### What the task asks
Reproduce every line from the line with "Excuse me, can you point out where the dog's open" to the line with "[0,756,997,897]", both included, requests as well, scaling each bounding-box coordinate in the answers by 1.7 and rounding to the nearest whole number, with halves rounded up. Give only those lines.

### Record set
"""
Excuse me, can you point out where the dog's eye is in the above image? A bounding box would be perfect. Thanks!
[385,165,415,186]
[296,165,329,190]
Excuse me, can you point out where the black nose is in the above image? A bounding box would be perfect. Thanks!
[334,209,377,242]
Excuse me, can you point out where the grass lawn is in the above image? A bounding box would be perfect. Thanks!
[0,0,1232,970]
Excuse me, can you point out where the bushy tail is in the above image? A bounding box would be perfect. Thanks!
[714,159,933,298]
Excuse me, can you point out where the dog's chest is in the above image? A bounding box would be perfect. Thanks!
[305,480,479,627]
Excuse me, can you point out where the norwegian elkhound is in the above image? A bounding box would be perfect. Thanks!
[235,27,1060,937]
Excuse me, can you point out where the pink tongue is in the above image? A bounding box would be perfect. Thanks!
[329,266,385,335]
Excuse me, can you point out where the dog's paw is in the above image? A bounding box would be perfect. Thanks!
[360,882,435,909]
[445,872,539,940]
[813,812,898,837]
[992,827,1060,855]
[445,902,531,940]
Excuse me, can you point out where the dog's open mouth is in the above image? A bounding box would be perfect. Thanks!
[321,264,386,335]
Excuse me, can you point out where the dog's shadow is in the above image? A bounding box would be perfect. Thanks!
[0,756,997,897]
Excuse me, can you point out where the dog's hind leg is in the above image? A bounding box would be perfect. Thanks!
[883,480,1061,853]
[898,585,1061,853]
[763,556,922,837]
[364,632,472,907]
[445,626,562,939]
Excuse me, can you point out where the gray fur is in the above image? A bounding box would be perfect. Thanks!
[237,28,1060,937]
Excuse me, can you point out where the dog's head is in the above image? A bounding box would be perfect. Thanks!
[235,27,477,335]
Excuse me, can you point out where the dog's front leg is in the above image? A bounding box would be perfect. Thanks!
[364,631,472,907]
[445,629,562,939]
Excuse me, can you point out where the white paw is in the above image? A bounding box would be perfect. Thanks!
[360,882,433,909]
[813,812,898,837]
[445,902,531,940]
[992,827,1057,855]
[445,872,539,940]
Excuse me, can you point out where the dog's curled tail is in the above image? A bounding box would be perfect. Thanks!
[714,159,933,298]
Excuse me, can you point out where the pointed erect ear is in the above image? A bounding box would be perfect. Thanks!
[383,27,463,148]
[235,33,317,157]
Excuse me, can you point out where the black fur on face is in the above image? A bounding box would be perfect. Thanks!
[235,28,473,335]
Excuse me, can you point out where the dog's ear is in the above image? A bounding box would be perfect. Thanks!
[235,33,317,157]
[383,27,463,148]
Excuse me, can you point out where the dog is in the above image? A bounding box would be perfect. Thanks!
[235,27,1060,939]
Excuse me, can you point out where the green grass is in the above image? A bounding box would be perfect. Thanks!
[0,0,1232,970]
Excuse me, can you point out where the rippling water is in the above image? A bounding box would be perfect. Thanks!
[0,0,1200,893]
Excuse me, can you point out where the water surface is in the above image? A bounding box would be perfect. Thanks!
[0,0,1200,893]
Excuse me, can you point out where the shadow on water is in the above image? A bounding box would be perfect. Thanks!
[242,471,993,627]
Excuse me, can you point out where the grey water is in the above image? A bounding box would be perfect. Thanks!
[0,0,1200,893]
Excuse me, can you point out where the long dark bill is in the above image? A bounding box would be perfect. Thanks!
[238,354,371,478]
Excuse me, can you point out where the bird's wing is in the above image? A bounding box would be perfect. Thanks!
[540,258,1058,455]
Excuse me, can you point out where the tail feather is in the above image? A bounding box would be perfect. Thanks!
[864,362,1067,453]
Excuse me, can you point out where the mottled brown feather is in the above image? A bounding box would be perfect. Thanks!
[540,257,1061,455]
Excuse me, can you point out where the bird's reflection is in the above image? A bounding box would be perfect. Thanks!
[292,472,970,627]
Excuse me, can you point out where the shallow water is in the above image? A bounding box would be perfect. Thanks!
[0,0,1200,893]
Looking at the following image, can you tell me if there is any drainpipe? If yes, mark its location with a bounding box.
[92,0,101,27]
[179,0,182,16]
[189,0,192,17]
"""
### Response to this task
Excuse me, can you point out where the dog's open mouth is in the above image? A bounding box would be perfect. Thanks!
[546,449,656,570]
Excuse me, can you point out where the dog's shadow is in the above image? A bounding box would be perfect. Thanks!
[0,1285,1695,1525]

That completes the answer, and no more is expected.